- Potongan Teks -

Sementara, di area bekas Rumah Geudong bakal dibangun masjid dan living park. Area yang bakal dibangun, kata Teguh, luasnya mencapai 7.015 meter persegi. Rumah Geudong merupakan saksi bisu kekejaman aparat keamanan saat Daerah Operasi Militer (DOM) Aceh pada 1990-1998. 

"Jadi, di situ akan terbangun masjid dan taman. Sedangkan, sumur akan kami bor agar bisa digunakan untuk kepentingan masyarakat," ujarnya. 

Pemerintah bakal meminta Kementerian Pekerjaan Umum dan Perumahan Rakyat (PUPR) untuk kembali mengebor dua sumur yang merupakan sisa bangunan Rumah Geudong.

Teguh kembali menegaskan bukan keinginan dari pemerintah pusat untuk membangun masjid di area bekas Rumah Geudong. Itu semua, katanya merupakan aspirasi dari masyarakat setempat.

- Tugas yang Diminta -
Ulangi seluruh potongan teks tentang rencana pembangunan di bekas Rumah Geudong di atas persis sama, tanpa mengubah satu kata pun.

- Data Hasil Ekstraksi -
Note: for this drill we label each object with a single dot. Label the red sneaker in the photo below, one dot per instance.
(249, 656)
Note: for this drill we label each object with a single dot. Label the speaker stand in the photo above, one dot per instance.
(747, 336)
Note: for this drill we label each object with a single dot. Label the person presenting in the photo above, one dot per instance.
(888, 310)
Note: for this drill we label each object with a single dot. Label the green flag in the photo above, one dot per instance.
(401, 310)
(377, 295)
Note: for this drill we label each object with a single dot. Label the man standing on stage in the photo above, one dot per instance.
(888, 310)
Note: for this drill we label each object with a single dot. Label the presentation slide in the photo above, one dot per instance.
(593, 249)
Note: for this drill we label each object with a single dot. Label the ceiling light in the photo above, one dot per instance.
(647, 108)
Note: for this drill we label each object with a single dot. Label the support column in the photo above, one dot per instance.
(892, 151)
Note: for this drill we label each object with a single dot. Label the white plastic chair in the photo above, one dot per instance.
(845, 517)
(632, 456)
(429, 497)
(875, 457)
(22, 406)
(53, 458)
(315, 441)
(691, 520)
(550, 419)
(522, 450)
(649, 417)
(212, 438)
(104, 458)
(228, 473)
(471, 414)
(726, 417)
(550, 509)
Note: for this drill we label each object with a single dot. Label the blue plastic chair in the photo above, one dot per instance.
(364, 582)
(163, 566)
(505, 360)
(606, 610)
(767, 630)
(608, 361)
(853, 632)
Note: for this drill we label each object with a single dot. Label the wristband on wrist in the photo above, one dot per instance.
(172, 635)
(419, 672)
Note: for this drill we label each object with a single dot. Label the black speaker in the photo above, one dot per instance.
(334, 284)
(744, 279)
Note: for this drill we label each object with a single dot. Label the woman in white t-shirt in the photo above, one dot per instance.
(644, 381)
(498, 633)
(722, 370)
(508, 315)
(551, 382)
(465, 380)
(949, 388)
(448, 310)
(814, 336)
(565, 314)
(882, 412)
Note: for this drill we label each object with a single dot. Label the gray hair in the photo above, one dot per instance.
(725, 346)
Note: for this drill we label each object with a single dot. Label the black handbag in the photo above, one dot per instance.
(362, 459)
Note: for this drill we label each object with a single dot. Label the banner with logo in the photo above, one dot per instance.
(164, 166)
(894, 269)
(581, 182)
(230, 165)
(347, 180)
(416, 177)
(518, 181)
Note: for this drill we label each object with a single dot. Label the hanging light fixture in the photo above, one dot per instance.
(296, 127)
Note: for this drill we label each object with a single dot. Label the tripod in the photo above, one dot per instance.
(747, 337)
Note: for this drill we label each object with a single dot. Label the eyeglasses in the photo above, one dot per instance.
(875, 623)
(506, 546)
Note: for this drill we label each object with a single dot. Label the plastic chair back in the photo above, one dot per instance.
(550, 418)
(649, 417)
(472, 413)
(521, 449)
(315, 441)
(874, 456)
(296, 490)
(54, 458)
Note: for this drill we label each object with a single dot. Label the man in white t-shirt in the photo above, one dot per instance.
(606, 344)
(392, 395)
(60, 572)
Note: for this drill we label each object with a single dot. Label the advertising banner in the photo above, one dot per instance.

- Jawaban yang Diharapkan -
Sementara, di area bekas Rumah Geudong bakal dibangun masjid dan living park. Area yang bakal dibangun, kata Teguh, luasnya mencapai 7.015 meter persegi. Rumah Geudong merupakan saksi bisu kekejaman aparat keamanan saat Daerah Operasi Militer (DOM) Aceh pada 1990-1998. 

"Jadi, di situ akan terbangun masjid dan taman. Sedangkan, sumur akan kami bor agar bisa digunakan untuk kepentingan masyarakat," ujarnya. 

Pemerintah bakal meminta Kementerian Pekerjaan Umum dan Perumahan Rakyat (PUPR) untuk kembali mengebor dua sumur yang merupakan sisa bangunan Rumah Geudong.

Teguh kembali menegaskan bukan keinginan dari pemerintah pusat untuk membangun masjid di area bekas Rumah Geudong. Itu semua, katanya merupakan aspirasi dari masyarakat setempat.